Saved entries
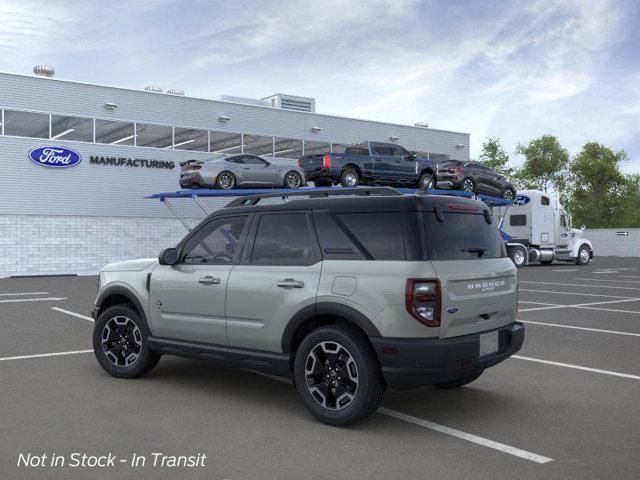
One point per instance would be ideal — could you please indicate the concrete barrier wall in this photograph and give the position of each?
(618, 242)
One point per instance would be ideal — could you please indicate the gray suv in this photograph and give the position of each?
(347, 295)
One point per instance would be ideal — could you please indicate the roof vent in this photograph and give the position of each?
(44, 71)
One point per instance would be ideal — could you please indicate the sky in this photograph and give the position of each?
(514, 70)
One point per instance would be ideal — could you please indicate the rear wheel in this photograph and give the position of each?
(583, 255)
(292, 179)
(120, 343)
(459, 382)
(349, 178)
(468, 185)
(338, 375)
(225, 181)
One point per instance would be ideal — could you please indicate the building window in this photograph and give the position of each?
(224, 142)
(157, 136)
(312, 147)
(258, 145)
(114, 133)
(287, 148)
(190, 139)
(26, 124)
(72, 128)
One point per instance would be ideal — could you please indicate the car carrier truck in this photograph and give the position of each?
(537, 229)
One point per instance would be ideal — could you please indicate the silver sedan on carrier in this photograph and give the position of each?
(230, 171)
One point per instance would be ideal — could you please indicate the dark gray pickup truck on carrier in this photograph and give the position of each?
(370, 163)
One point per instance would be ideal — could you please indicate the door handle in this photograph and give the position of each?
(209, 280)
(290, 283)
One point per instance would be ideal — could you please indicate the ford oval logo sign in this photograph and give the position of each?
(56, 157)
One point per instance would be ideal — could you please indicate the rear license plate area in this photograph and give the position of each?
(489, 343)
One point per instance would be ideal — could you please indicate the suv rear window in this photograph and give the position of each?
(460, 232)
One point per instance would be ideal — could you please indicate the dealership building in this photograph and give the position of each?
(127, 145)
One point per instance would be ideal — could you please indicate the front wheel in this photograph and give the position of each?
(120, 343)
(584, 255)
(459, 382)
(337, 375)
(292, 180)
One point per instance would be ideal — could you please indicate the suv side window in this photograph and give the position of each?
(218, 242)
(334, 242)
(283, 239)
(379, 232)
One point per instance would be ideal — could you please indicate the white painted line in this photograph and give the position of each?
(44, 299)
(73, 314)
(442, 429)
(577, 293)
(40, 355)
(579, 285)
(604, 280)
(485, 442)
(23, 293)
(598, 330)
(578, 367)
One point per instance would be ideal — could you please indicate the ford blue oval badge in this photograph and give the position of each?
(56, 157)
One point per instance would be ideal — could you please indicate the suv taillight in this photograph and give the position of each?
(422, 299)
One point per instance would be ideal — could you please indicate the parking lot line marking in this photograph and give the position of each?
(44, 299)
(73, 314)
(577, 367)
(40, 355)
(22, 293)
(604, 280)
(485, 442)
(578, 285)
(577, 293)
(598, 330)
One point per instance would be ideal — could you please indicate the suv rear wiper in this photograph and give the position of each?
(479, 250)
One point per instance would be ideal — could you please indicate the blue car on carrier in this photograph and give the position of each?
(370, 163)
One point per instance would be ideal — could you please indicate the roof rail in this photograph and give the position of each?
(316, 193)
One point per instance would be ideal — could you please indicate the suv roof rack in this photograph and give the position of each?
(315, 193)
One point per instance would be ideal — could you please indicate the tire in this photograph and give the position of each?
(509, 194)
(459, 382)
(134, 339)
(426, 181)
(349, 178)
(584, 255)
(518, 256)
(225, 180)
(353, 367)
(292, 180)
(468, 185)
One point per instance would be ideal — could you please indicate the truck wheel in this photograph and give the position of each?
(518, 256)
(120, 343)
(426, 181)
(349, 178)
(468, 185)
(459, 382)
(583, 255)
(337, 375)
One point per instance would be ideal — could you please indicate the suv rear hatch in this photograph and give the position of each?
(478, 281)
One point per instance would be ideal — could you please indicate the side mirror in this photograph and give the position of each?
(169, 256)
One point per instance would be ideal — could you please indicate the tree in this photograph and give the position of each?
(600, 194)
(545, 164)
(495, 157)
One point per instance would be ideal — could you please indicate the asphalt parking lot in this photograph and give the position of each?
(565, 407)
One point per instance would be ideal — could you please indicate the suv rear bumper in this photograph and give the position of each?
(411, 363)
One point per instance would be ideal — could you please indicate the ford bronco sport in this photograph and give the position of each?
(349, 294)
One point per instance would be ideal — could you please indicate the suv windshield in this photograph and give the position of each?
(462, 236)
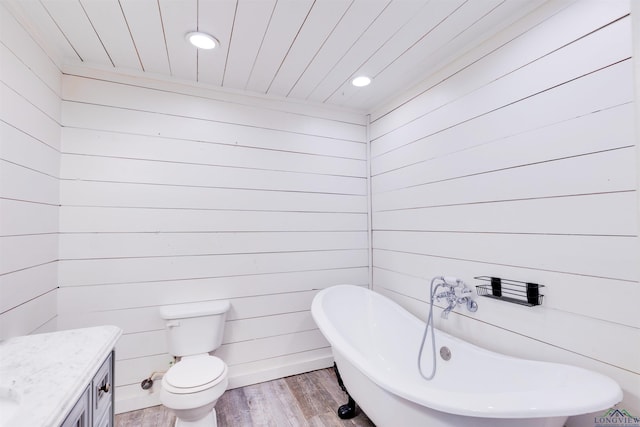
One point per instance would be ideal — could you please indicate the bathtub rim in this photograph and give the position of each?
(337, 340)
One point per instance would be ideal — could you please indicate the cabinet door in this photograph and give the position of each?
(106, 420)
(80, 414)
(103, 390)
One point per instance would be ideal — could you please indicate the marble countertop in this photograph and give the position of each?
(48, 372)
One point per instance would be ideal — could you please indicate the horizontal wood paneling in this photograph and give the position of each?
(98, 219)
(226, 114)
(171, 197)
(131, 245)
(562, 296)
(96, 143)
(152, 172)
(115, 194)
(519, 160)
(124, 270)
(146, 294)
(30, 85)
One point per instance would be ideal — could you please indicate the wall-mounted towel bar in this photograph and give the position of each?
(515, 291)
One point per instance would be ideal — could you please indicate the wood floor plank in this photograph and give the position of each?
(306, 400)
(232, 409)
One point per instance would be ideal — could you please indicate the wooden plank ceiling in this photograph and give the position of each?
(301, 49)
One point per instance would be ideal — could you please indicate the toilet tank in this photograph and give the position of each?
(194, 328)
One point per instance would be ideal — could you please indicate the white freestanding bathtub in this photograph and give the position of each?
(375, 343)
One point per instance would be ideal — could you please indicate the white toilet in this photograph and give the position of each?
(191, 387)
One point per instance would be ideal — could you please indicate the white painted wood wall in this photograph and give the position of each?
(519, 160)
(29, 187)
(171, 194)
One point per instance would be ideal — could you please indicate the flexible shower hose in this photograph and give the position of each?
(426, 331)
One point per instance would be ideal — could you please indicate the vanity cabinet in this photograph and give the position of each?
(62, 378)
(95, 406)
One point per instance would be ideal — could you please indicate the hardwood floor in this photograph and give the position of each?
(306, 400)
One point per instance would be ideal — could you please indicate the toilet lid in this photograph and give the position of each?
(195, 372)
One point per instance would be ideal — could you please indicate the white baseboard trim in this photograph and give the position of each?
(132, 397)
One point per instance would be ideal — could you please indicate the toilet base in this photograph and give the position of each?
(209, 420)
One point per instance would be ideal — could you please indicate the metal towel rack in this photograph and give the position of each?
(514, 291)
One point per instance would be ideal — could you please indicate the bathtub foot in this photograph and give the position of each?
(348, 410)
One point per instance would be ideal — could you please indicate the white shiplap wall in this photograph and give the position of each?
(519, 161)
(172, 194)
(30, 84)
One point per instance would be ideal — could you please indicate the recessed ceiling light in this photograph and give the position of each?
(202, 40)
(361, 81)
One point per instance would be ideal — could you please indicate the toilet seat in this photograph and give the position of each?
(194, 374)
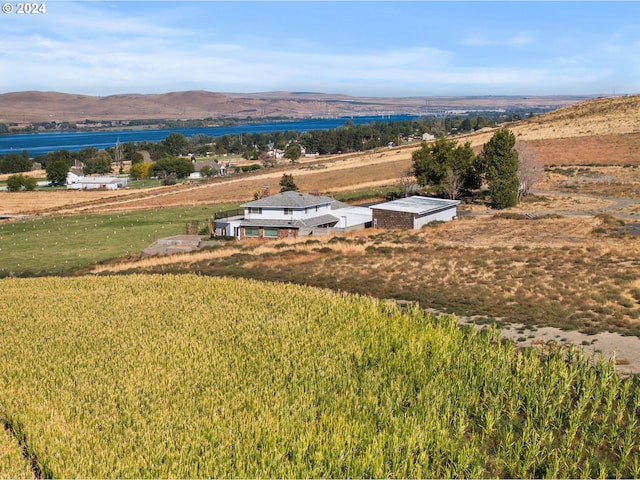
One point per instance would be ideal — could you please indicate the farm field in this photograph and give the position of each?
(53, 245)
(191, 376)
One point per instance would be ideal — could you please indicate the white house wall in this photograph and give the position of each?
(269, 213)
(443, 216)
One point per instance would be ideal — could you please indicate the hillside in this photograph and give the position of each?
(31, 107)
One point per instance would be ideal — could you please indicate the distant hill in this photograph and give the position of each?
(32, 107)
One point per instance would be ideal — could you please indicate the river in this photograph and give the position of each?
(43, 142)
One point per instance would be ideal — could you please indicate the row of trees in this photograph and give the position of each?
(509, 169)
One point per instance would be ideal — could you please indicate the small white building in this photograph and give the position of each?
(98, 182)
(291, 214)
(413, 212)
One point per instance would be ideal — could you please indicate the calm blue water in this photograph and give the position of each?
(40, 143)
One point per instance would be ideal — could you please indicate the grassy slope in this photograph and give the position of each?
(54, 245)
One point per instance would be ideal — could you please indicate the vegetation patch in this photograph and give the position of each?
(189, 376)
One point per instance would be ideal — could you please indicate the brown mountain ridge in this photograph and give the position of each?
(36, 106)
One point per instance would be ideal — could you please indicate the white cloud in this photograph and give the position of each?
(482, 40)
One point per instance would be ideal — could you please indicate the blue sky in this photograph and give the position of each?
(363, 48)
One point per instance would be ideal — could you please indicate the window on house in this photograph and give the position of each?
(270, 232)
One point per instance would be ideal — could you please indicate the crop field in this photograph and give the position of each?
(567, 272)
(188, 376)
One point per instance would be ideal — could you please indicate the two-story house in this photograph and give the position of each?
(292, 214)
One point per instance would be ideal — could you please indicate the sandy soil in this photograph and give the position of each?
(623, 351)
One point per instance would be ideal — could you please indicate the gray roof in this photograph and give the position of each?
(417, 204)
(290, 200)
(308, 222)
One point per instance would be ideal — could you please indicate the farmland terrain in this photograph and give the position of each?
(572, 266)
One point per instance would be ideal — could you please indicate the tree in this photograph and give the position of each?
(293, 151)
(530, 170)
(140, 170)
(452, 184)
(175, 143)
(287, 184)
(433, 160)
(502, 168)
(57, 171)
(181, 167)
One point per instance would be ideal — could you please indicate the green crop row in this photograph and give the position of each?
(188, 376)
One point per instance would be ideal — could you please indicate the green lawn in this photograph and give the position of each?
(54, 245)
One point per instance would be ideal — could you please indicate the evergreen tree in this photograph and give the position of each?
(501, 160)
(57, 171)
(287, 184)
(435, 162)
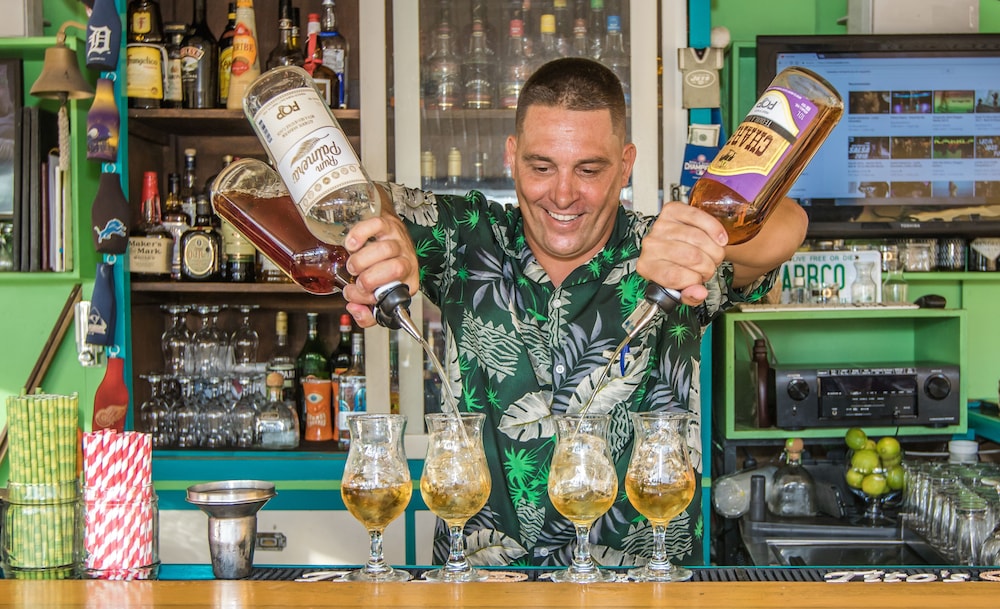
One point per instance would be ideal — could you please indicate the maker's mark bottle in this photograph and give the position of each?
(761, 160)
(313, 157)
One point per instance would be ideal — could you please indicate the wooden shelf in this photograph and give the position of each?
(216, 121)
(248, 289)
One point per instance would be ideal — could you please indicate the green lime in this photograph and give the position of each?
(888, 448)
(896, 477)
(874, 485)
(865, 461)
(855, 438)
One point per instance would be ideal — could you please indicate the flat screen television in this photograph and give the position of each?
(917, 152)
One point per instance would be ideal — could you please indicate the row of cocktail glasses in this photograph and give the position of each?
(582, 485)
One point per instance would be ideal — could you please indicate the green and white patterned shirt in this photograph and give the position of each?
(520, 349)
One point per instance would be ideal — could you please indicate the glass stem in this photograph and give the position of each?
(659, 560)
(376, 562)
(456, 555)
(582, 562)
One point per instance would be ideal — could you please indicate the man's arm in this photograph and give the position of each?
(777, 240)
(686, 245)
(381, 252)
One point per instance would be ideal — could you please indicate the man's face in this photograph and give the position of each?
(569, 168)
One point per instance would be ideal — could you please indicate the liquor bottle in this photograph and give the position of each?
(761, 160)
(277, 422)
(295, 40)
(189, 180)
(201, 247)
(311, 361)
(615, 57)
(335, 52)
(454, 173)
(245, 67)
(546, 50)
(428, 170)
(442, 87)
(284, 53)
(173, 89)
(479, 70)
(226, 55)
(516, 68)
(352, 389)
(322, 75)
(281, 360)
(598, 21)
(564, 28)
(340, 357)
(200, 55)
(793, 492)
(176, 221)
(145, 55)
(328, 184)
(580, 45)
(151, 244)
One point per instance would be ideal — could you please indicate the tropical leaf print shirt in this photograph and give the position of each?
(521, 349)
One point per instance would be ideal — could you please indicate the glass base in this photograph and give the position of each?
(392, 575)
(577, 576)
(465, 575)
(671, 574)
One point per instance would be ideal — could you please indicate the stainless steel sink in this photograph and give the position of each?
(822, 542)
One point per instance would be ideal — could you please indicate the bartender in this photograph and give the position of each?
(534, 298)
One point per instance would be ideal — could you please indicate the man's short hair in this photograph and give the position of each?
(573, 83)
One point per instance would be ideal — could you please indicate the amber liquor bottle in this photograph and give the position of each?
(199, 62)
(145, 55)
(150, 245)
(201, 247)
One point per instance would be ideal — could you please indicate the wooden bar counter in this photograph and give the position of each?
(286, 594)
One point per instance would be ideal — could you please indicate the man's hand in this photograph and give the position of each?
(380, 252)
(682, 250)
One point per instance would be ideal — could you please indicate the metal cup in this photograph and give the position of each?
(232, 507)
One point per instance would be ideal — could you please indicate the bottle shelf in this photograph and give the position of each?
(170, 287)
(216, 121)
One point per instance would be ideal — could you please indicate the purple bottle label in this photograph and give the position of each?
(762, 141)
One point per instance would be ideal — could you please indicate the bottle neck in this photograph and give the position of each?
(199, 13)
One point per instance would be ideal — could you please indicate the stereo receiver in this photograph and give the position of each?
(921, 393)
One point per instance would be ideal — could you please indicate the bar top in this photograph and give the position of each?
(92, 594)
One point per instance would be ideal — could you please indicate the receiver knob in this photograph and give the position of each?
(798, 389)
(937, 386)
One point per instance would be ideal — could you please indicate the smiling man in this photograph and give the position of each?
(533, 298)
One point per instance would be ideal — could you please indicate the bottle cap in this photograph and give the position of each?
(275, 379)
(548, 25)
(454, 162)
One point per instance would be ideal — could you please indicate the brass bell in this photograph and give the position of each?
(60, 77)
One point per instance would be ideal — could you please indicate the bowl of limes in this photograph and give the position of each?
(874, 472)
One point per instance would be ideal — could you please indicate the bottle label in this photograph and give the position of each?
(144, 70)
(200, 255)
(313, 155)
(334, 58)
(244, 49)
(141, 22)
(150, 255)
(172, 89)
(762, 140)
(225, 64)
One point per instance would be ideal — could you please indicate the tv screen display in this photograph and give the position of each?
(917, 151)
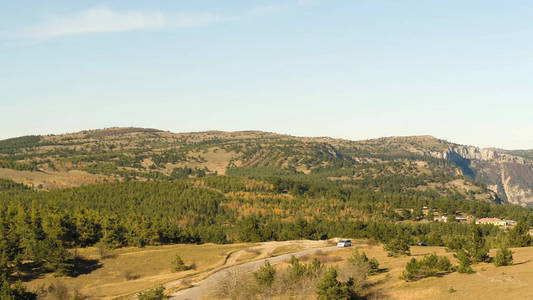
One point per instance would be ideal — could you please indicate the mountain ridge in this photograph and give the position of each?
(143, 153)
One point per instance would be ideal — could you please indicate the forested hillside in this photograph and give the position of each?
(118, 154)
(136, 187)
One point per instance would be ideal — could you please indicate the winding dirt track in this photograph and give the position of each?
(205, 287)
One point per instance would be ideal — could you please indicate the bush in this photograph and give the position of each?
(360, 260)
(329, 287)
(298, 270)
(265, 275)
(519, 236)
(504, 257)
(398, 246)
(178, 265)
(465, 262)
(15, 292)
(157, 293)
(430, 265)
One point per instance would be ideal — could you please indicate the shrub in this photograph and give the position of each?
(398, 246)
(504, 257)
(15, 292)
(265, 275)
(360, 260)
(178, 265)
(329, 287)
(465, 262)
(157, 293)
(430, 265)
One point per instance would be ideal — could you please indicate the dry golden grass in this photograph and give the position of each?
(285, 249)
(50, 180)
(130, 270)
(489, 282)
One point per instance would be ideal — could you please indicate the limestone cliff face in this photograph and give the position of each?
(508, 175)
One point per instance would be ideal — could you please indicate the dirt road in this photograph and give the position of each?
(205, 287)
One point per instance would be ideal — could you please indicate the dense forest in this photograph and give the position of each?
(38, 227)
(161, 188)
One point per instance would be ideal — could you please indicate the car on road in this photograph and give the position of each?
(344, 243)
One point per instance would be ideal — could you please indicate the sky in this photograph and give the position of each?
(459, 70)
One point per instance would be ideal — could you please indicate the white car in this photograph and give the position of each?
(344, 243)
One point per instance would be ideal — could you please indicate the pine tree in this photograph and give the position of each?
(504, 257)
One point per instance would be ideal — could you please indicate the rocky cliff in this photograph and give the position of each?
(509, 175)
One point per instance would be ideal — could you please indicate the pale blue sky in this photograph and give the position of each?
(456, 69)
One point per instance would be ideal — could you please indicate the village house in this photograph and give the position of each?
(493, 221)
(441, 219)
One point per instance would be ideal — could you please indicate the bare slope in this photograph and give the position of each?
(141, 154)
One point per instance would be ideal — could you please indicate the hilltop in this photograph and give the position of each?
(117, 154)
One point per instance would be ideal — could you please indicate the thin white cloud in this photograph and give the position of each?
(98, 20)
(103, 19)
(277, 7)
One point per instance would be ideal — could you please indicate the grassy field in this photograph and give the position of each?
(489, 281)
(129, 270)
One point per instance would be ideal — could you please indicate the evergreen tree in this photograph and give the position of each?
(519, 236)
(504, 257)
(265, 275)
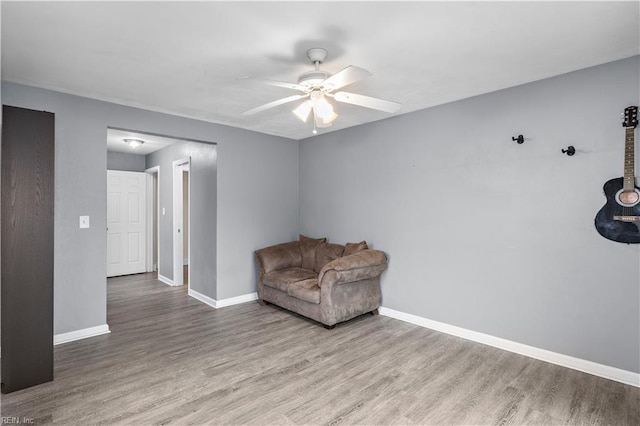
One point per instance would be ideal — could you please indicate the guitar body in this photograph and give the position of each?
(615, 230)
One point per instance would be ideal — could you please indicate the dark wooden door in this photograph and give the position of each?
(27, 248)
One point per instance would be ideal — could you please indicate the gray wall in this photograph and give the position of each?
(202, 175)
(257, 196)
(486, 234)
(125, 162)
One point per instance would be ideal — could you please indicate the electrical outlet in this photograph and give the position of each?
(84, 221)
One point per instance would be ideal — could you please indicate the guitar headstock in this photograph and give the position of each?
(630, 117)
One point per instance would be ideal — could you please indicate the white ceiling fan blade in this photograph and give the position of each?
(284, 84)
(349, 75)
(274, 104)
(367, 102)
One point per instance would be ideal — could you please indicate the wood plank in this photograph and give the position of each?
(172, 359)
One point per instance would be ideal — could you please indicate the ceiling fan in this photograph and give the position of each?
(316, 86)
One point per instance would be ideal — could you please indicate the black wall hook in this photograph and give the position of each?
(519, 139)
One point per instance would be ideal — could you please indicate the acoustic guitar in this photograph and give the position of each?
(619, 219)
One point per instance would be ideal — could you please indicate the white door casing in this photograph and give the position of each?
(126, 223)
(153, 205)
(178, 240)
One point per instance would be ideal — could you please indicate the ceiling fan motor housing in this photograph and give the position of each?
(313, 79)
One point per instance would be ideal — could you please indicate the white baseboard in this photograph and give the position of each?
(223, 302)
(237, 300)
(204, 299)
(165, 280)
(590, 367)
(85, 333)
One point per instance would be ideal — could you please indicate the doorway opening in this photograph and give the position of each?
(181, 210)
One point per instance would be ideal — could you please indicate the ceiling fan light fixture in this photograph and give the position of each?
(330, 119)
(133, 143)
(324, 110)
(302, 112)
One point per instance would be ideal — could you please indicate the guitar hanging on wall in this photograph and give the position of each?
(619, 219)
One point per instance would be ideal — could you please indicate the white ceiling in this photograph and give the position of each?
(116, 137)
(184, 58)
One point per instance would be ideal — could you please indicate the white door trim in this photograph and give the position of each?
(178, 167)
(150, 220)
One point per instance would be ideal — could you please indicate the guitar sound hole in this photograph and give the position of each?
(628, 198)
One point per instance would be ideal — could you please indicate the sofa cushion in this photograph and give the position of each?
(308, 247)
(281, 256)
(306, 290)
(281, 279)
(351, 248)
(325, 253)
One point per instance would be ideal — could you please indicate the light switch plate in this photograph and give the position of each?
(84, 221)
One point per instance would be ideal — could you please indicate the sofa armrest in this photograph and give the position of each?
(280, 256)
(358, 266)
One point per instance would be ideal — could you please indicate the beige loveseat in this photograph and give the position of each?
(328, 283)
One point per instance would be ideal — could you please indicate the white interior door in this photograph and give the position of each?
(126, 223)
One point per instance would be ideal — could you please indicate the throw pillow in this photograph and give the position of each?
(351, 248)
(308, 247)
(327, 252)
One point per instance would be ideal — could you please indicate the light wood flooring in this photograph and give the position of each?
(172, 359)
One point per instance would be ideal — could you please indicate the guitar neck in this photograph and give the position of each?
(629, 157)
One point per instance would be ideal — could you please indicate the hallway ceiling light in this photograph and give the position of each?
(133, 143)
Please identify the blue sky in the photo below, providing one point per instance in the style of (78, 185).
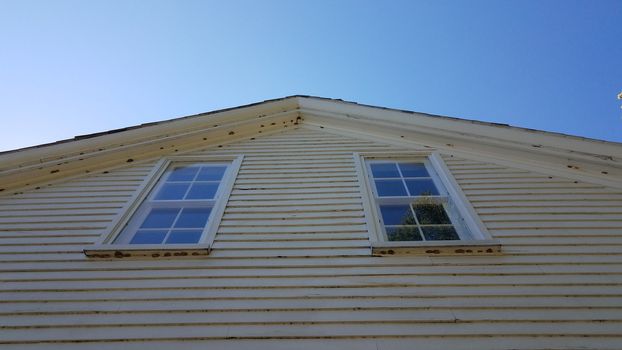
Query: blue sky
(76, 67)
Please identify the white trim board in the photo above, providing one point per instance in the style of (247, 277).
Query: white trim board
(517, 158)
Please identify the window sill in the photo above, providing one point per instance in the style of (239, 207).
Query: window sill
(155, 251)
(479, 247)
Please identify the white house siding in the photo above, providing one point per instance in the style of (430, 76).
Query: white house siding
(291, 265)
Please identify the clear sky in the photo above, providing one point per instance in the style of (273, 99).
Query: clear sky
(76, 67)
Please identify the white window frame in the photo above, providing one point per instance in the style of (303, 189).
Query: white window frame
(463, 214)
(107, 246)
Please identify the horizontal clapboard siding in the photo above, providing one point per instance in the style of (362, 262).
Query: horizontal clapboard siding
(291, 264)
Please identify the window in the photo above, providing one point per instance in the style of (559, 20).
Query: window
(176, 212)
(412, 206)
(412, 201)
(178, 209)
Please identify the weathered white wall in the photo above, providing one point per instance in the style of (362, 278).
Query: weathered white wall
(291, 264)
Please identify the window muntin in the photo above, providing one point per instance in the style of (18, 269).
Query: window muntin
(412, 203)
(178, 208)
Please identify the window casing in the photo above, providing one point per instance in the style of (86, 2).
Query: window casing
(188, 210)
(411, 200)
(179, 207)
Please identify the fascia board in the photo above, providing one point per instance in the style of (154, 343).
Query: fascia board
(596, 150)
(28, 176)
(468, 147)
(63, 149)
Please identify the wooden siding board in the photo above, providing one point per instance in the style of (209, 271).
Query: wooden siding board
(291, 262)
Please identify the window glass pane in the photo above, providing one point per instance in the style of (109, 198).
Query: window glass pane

PROBLEM DETAILS: Find the line containing "Query: white trim board" in the data above. Please transcribe it and every line after it, exactly.

ANSWER TO THE PROBLEM:
Query: white trim board
(517, 158)
Please identify the window sill in the photo above, providing one point per instance in the style of (239, 207).
Query: window sill
(155, 251)
(479, 247)
Please identify the white house siding in the photo above, providing one point per instance in the style of (430, 76).
Query: white house siding
(291, 265)
Please identify the clear sky in the photo above, providing one point per instance in the style of (273, 99).
Query: clear sky
(76, 67)
Please identify the white window frame in the photo above, providing one point per instance in the style of (303, 189).
Query: white window frame
(463, 214)
(107, 246)
Please identify the horizontal clapboard siding in the photo above, providing one point per instance in the style of (362, 262).
Query: horizontal clapboard siding
(291, 264)
Please identify the window in the photo above, providing one point per instance in the style of (559, 20).
Query: window
(176, 212)
(412, 206)
(412, 201)
(178, 209)
Please identify the weathered white wall in the photo above, providing one point per instance in the style of (362, 278).
Query: weathered white wall
(291, 264)
Please identify the window muntin in the photo above, providing one point per instance in the style of (18, 269).
Query: window muntin
(412, 203)
(178, 208)
Please identify the window casing in the photo above, providing one point per instance in the style of (86, 2).
Query: window casing
(188, 210)
(411, 200)
(179, 207)
Please identify the fascia board in the photo above, providing one point per instance in the style of (154, 343).
Query: fascia board
(596, 150)
(28, 176)
(468, 147)
(63, 149)
Please identify the wooden siding board in the photo above, providing one point per instance in the style of (209, 271).
Query: wooden siding board
(291, 262)
Please identify the window glass pane in the photo above, providing one point per instance in the style of (109, 198).
Query: window glass pane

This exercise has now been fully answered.